Start of TEXT EXTRACT
The unlikely progress of a quartet of insecure young guys from mods through, for a while, to god-like rock icon status and then on to safe middle age is charted with pinpoint accuracy.
They always stuck out like a sore thumb, pre-Tommy, far more punk than r&b, but years before punk actually became a musical genre. And those early singles! Gorgeous, brutal, honest. These guys sounded real, looked real, and had the added plus of an articulate lead guitarist who gave good interview..
oh yes, plus Keith Moon. And you must have heard of him. What you may not know is how good a drummer he actually was - a wild man with a sense of the dramatic.
Then along came Tommy in 1969 and the band's fortunes never looked back. For some years the Who effectively ruled the roost, adored in the US, respected in the UK, while trying .. and failing .. to top Tommy and change the world.
Were they as good as some remember? That's up to you to judge. But if you are a serious rock fan, have respect for the genre, then this compilation will fill you in on the third main pillar of UK rock excellence, along with the Beatles and the Stones. And in some ways, the Who topped the lot. Peak years? 1969-1971. They were simply awesome at Woodstock and it is captured on film.
This compilation has an excellent booklet with a sweet intro from Pete Townsend and I love it to bits. Favourite track? Has got to be See Me Feel Me.. but Young Man's Blues is also, for me, the definitive killer performance. At their best, they sounded like an army charging towards you, intent on utter annihalation. And you can't say that about many bands, can you?
End of TEXT EXTRACT
Start of GIVEN DATA
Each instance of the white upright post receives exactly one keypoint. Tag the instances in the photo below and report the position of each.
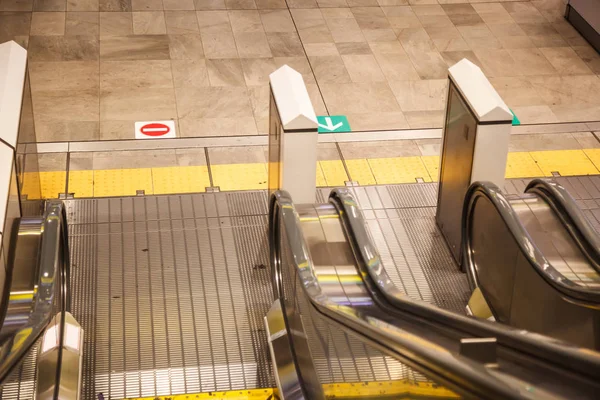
(292, 137)
(474, 144)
End of GIVEN DATA
> _EXERCISE DESCRIPTION_: Give the passage of the Who review again, starting with "Were they as" and going on through "captured on film.", but swap "the Stones" for "the Rolling Stones". You can leave the listing aside; it isn't needed here.

> _IN RESPONSE_:
Were they as good as some remember? That's up to you to judge. But if you are a serious rock fan, have respect for the genre, then this compilation will fill you in on the third main pillar of UK rock excellence, along with the Beatles and the Rolling Stones. And in some ways, the Who topped the lot. Peak years? 1969-1971. They were simply awesome at Woodstock and it is captured on film.